**Travail à faire:**
1 > Recopiez à l'identique le passage de l'extrait sur l'Arctique qui va de « Conflit Etats-Unis / » à « sur l’île Hans. ».
2 > Dans l'extrait sur l'Arctique, relevez tous les couples de pays présentés comme étant en conflit.

**Extrait:**
Conflit Etats-Unis / Canada sur les réserves pétrolières et la navigation. Les Canadiens considèrent que certaines eaux (canaux) font partie de leur territoire, alors que les Etats-Unis les considèrent comme de simples voies de passage.
Conflit Etats-Unis - Russie sur les limites territoriales du détroit de Béring. Dans l’Artique, seuls 85 km séparent les côtes russes et américaines. En tant qu’Européens, nous avons tendance à oublier ce genre de détail…
Conflit Canada-Danemark. Chacun a planté son drapeau sur l’île Hans.
6. Jusqu’ici la diplomatie l'emportait, mais le déclenchement de la guerre en Ukraine et l’intérêt insistant de Trump pour le Groenland ont changé la donne. L'Arctique est devenu un théâtre militaire, l’avantage étant à la Russie qui, en raison de ses 22 000 kilomètres de littoral arctique, en a fait une priorité. Ainsi, dès 2007, la Russie n’a pas hésité à planter un drapeau en titane au fond de l’Océan arctique et à parler d’Océan russe. (Ça devient une manie de renommer les mers et les océans…). Concrètement, la Russie dispose de 40 bases militaires dans la région et de la plus grande flotte de brise-glaces au monde. Les camps adverses se préparent en retour : le Canada, la Norvège et le Danemark ont monté des bataillons spécialisés, l’OTAN multiplie les manœuvres, et la Chine en renforçant ses liens avec la Russie, se revendique désormais "État proche-arctique".

**Jeu de données:**
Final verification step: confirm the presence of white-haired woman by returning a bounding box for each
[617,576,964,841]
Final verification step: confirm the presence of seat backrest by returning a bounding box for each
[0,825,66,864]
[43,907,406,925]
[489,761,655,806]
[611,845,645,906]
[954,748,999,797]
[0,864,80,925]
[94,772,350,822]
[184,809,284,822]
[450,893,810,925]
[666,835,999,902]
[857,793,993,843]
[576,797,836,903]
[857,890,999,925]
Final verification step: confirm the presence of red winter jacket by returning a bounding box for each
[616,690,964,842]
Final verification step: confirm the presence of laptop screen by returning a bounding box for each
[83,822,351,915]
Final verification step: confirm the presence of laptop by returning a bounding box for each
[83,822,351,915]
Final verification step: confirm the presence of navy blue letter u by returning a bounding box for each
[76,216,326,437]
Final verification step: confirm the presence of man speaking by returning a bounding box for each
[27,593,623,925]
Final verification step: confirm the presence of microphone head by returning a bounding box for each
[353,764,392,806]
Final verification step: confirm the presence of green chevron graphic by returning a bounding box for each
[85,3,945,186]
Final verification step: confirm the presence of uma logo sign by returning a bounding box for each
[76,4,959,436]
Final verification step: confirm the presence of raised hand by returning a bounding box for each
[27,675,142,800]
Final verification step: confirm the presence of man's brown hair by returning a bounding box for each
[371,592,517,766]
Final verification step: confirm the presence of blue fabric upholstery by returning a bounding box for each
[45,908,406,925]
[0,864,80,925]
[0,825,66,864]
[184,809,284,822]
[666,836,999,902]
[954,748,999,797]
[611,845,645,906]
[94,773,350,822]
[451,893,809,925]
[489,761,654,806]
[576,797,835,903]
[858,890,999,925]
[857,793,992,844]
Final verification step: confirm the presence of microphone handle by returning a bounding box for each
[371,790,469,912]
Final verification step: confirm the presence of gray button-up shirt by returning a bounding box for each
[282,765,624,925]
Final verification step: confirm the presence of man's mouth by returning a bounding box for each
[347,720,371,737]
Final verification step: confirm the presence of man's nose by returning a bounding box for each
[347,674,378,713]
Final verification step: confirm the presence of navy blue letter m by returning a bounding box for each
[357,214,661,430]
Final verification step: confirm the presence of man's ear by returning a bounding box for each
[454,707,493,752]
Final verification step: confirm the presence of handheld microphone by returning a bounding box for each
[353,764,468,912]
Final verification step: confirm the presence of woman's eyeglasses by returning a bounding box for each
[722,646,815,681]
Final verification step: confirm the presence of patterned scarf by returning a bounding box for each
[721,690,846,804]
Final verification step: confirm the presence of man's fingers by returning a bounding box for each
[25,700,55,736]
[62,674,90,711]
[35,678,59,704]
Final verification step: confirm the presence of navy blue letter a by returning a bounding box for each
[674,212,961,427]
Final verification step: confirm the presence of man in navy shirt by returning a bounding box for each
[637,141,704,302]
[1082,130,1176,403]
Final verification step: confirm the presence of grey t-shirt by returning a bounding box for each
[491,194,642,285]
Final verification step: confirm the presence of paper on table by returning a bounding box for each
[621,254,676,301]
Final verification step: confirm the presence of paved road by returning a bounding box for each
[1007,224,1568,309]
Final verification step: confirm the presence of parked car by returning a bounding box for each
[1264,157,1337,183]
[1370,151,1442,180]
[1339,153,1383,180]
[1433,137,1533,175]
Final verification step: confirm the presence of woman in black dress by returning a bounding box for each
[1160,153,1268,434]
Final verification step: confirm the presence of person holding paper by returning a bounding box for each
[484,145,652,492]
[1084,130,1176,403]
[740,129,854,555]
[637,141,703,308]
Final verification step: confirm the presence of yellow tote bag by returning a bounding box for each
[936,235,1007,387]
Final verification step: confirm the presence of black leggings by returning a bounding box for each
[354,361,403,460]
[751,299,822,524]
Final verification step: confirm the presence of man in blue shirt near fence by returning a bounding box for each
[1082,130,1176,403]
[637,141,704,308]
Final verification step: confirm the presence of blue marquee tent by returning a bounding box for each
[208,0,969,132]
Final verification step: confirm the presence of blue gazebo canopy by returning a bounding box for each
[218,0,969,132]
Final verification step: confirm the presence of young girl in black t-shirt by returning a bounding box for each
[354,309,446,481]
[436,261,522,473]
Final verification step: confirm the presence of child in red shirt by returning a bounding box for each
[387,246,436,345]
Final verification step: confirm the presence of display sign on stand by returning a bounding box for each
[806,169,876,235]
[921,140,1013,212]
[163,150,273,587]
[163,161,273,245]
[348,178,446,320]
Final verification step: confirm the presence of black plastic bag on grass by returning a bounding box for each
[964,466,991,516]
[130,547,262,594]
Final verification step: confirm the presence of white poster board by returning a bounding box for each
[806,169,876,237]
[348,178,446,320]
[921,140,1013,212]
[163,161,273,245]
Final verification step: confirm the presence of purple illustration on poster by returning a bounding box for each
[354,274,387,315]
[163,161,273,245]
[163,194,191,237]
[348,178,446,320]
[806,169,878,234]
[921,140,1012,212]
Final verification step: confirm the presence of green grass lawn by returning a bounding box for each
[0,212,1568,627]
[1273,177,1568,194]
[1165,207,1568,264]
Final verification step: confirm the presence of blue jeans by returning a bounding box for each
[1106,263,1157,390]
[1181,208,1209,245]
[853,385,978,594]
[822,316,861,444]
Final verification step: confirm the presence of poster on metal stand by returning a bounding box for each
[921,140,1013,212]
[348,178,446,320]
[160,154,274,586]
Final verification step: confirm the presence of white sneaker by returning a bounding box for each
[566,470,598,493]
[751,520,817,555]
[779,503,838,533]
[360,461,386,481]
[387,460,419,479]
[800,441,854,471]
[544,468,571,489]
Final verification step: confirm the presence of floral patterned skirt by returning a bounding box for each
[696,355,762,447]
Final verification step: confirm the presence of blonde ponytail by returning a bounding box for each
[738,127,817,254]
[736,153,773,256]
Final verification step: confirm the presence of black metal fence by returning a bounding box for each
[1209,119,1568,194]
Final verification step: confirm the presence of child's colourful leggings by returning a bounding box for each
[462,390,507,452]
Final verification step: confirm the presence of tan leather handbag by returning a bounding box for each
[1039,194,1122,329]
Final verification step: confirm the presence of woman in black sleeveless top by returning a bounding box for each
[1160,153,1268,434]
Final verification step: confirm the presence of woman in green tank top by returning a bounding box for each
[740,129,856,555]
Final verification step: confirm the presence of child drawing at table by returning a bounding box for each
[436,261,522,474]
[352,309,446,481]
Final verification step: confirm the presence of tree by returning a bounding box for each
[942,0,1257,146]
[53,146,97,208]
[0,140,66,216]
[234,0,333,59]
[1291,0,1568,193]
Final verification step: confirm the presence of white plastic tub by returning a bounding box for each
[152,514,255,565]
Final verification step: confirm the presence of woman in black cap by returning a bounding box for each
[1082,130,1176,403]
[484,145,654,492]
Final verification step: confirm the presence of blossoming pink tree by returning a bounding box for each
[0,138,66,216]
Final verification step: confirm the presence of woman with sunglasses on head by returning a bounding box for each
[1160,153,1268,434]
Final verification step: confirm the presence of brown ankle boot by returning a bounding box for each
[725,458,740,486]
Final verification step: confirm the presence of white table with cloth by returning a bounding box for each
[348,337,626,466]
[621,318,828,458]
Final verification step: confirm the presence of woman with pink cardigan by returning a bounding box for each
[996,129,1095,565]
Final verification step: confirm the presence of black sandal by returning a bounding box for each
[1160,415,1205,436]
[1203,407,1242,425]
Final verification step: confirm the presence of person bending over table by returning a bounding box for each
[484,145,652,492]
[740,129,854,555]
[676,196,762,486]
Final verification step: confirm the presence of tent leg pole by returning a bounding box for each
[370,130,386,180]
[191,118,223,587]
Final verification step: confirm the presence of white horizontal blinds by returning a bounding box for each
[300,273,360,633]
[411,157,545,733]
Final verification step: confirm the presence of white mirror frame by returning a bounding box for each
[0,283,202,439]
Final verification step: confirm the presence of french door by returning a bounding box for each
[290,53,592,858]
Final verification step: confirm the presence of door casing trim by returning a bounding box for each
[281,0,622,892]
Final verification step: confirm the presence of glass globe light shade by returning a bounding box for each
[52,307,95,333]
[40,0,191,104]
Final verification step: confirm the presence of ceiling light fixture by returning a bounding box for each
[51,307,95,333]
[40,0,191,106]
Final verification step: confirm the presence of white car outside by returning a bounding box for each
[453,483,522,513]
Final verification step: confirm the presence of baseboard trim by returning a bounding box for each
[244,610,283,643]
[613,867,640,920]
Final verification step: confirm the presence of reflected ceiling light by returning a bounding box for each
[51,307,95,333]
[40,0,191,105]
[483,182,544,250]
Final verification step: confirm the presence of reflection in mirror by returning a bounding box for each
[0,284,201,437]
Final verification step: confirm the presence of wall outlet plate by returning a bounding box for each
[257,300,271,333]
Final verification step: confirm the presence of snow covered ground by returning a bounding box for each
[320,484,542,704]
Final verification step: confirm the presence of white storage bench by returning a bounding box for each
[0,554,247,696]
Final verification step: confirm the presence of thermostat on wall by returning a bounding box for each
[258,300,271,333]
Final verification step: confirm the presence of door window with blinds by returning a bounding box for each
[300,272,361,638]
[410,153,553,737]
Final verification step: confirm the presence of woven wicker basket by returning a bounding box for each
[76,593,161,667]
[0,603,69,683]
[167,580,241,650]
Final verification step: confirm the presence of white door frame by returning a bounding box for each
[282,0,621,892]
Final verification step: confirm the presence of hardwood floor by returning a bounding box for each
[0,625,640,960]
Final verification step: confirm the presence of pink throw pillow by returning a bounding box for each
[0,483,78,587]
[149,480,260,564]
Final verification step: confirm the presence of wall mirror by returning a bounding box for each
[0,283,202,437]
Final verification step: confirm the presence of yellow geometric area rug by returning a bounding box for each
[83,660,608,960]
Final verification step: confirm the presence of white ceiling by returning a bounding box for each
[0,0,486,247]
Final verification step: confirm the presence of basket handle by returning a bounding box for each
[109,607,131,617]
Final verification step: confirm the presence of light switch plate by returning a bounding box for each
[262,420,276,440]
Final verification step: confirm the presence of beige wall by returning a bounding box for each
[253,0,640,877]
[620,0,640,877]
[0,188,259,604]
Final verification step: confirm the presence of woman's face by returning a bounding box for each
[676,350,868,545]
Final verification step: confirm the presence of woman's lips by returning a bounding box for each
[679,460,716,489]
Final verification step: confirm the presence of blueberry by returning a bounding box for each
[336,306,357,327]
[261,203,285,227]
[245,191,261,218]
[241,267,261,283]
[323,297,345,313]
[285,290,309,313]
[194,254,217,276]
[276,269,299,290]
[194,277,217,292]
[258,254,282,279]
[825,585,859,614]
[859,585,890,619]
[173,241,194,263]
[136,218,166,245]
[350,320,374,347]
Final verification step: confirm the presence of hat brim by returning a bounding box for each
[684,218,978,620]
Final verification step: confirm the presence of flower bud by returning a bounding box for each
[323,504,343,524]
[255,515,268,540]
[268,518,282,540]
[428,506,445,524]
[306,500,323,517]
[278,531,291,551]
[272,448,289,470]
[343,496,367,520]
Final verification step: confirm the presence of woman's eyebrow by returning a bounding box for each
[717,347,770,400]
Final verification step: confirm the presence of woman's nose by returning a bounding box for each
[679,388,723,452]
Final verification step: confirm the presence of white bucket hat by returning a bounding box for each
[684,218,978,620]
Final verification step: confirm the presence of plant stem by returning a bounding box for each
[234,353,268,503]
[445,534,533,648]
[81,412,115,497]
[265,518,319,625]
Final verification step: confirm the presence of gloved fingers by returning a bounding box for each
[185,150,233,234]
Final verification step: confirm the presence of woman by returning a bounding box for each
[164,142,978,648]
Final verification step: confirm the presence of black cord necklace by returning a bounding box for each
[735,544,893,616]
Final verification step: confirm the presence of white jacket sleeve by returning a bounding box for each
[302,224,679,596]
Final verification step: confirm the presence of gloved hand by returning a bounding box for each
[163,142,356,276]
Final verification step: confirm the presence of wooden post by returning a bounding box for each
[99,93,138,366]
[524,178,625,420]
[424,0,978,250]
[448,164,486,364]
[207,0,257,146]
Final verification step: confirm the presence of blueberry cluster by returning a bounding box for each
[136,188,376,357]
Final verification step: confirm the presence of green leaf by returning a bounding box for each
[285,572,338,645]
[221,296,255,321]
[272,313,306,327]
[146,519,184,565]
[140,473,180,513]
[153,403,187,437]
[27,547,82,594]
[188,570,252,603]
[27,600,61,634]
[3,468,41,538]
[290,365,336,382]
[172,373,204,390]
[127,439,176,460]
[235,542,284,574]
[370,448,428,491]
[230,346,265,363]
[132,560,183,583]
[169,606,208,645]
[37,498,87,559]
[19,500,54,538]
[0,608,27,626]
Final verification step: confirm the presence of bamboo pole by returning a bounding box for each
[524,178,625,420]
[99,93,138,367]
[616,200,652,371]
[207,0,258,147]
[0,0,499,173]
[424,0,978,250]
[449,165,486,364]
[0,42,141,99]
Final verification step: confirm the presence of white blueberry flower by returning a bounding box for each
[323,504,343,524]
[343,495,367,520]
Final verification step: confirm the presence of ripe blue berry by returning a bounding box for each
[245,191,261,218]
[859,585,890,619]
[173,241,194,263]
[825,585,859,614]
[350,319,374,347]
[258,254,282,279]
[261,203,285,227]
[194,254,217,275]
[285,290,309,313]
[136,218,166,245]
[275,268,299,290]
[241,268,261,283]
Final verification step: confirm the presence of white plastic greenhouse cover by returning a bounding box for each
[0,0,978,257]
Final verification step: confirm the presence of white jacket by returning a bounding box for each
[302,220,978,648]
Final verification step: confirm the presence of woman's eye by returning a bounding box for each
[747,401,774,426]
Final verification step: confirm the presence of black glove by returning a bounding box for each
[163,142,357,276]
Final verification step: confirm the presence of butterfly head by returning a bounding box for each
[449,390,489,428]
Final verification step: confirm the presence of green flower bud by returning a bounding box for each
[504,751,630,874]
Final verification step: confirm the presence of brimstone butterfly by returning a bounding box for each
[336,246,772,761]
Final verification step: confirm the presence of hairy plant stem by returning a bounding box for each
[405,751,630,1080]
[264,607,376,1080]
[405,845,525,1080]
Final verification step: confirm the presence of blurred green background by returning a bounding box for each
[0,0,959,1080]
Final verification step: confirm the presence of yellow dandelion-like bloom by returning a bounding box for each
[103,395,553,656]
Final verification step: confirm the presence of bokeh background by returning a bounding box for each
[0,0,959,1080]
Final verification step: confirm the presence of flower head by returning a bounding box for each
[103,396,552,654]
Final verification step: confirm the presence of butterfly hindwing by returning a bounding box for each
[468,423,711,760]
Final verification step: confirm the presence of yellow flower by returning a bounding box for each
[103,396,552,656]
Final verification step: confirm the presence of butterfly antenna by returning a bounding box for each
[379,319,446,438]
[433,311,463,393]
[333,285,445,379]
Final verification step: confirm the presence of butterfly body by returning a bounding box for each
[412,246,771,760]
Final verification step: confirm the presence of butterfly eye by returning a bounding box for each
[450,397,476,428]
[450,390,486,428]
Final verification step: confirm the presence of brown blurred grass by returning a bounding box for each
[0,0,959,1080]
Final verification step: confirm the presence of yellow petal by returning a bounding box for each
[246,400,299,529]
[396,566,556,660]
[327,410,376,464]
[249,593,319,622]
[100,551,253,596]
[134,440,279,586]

**Réponses:**
1 >
Conflit Etats-Unis / Canada sur les réserves pétrolières et la navigation. Les Canadiens considèrent que certaines eaux (canaux) font partie de leur territoire, alors que les Etats-Unis les considèrent comme de simples voies de passage.
Conflit Etats-Unis - Russie sur les limites territoriales du détroit de Béring. Dans l’Artique, seuls 85 km séparent les côtes russes et américaines. En tant qu’Européens, nous avons tendance à oublier ce genre de détail…
Conflit Canada-Danemark. Chacun a planté son drapeau sur l’île Hans.

2 >
- États-Unis et Canada
- États-Unis et Russie
- Canada et Danemark